◆ Work to complete
Look over the entries that follow. Report how many lines contain "utility", with nothing else.
┌──
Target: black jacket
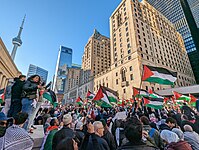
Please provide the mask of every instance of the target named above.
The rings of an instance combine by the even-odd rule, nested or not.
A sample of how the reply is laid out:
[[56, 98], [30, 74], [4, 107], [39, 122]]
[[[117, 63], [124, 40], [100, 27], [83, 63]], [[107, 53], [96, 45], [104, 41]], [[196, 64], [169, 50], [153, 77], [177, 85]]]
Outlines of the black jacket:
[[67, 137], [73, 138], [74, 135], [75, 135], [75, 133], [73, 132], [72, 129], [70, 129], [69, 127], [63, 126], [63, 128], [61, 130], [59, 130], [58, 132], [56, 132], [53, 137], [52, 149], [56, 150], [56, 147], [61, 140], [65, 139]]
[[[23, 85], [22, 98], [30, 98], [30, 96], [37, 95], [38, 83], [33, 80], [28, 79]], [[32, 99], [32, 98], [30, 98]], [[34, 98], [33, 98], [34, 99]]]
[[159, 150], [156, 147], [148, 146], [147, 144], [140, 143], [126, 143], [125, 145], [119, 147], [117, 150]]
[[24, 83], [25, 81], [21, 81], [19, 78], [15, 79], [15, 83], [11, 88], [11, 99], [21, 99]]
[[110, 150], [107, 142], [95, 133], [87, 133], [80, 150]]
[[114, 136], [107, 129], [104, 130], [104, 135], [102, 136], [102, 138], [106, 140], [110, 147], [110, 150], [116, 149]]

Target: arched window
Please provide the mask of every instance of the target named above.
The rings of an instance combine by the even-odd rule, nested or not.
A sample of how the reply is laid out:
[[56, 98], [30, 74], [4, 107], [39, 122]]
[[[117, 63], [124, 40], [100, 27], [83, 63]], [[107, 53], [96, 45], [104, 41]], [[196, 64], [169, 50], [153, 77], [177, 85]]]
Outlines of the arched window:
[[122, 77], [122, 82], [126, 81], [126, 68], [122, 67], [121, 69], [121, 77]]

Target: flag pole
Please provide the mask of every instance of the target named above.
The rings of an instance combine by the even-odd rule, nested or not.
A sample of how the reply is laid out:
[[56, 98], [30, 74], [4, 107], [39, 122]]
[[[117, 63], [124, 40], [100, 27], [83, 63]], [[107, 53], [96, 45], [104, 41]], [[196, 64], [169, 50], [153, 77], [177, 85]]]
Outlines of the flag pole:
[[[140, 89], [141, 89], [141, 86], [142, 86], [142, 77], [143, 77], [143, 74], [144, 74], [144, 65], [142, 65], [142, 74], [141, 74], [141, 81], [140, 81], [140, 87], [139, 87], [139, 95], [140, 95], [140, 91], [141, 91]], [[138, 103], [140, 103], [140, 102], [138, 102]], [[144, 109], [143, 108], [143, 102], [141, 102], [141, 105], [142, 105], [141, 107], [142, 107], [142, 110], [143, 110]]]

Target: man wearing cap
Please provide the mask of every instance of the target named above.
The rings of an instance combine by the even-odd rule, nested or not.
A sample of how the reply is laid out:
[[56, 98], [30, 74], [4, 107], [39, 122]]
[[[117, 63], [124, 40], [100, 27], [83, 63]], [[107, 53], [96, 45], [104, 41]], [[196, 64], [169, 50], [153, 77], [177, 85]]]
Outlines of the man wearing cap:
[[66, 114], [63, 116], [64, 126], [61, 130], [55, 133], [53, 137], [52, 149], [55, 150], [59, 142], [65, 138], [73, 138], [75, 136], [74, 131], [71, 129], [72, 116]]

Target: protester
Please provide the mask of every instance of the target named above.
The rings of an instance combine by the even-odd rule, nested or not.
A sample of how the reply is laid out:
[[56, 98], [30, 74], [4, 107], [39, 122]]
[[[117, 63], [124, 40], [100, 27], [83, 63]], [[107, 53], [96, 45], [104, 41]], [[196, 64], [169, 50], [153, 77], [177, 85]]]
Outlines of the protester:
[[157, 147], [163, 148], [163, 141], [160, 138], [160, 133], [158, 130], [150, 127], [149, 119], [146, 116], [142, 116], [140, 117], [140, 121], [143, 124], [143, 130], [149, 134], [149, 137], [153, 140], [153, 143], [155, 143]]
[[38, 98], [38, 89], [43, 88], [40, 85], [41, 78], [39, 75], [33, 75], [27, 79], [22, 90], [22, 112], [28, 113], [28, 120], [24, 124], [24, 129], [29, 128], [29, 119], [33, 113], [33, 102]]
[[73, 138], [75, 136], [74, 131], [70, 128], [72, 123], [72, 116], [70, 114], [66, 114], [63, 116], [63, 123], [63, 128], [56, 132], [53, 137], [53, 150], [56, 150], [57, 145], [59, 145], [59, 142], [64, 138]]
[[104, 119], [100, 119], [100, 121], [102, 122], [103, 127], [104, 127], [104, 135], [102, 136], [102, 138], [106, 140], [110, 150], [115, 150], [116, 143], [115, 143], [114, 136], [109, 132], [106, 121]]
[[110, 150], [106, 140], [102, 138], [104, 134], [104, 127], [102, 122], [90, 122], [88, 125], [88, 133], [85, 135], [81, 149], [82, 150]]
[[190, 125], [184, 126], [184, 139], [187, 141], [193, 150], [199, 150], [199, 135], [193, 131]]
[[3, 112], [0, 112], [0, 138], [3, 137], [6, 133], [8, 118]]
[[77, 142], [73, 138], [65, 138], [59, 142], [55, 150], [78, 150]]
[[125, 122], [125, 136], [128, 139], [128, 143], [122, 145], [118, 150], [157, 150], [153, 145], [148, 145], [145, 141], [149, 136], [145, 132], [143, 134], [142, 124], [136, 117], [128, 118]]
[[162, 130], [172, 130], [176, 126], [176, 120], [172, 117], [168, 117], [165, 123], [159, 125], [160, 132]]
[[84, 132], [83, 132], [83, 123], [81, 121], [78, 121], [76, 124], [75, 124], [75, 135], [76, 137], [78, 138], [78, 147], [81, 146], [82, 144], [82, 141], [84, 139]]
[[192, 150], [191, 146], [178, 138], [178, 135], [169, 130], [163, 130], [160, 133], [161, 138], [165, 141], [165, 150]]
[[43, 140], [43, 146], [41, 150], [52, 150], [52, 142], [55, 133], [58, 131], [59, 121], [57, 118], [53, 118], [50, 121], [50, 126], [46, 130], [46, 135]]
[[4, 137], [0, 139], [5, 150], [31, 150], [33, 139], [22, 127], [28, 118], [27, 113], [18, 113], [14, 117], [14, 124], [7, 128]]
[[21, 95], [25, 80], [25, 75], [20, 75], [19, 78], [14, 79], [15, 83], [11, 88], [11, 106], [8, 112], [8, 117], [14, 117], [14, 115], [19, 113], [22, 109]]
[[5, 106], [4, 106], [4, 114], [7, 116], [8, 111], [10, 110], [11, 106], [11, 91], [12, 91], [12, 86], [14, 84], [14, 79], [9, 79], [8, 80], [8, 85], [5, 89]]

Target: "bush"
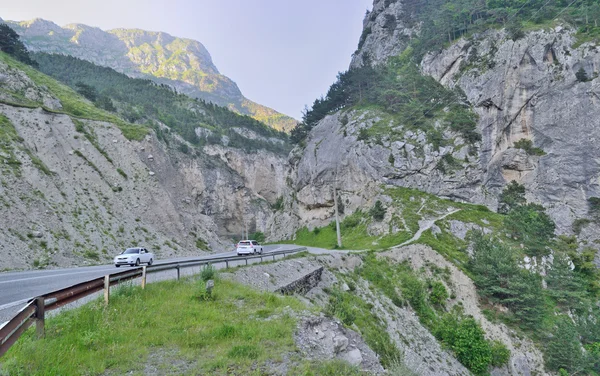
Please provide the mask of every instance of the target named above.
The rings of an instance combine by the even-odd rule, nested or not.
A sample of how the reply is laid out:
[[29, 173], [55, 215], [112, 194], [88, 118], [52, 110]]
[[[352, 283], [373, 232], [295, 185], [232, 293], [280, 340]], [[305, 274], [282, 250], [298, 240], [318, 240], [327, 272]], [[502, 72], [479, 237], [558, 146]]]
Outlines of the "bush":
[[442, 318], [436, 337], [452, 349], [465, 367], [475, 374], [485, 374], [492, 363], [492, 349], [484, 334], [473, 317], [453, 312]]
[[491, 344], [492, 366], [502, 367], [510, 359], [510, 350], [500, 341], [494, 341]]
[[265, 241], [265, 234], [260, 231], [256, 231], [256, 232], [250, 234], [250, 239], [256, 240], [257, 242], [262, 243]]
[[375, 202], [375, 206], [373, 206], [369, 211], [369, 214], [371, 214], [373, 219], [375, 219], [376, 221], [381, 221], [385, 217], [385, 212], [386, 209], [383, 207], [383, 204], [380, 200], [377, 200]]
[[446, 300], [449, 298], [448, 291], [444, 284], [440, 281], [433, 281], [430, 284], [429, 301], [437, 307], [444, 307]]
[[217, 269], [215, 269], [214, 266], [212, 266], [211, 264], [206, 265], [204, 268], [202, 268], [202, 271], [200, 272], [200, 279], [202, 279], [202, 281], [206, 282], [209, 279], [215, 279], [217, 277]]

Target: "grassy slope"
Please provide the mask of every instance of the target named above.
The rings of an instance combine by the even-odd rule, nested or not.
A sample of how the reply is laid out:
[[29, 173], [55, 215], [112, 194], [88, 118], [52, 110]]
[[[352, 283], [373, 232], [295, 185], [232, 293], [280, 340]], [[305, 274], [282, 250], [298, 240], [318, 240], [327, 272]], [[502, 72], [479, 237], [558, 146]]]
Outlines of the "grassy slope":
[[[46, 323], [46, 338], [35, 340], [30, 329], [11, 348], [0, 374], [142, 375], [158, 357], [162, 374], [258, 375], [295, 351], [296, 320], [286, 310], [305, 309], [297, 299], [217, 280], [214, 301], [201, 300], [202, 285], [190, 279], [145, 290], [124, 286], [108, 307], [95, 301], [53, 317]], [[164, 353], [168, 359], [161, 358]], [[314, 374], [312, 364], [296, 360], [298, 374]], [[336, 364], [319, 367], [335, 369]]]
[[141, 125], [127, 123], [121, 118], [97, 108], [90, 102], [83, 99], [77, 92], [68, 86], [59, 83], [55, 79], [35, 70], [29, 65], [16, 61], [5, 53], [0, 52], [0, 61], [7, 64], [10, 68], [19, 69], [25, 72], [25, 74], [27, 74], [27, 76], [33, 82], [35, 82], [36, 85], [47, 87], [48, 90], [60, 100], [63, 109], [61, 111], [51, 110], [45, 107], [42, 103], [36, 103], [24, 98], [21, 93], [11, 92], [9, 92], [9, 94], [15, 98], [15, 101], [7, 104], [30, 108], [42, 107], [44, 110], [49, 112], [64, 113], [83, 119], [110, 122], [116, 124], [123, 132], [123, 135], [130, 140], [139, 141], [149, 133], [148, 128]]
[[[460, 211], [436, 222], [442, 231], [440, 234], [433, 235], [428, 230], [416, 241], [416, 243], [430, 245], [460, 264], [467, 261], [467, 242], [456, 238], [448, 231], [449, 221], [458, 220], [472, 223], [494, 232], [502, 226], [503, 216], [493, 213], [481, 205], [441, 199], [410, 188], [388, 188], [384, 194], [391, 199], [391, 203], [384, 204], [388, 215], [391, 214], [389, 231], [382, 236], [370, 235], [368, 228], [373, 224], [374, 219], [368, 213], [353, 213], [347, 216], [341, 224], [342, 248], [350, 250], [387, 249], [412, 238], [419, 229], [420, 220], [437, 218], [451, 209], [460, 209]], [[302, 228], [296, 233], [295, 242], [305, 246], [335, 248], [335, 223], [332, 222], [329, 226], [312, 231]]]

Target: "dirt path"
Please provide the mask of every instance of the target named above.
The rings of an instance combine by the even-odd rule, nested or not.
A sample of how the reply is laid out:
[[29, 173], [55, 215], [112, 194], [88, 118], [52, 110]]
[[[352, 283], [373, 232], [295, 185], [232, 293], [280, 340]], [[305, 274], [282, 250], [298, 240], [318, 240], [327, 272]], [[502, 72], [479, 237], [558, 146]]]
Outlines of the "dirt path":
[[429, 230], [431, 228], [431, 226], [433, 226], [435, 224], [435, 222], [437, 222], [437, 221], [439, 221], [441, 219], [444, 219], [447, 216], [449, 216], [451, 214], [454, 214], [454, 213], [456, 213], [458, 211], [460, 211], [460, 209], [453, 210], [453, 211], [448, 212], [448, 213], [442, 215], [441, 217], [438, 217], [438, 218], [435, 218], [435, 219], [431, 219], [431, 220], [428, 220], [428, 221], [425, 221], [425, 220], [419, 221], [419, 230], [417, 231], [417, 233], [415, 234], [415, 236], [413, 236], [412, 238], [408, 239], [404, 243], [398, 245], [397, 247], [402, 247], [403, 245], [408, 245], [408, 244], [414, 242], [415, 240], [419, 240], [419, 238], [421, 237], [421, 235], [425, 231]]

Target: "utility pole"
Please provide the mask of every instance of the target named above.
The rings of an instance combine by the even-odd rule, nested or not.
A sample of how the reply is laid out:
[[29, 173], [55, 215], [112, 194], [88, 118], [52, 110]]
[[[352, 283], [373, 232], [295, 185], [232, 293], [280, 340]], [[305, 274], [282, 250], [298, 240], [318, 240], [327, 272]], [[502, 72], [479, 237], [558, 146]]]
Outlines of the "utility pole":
└──
◆ Solution
2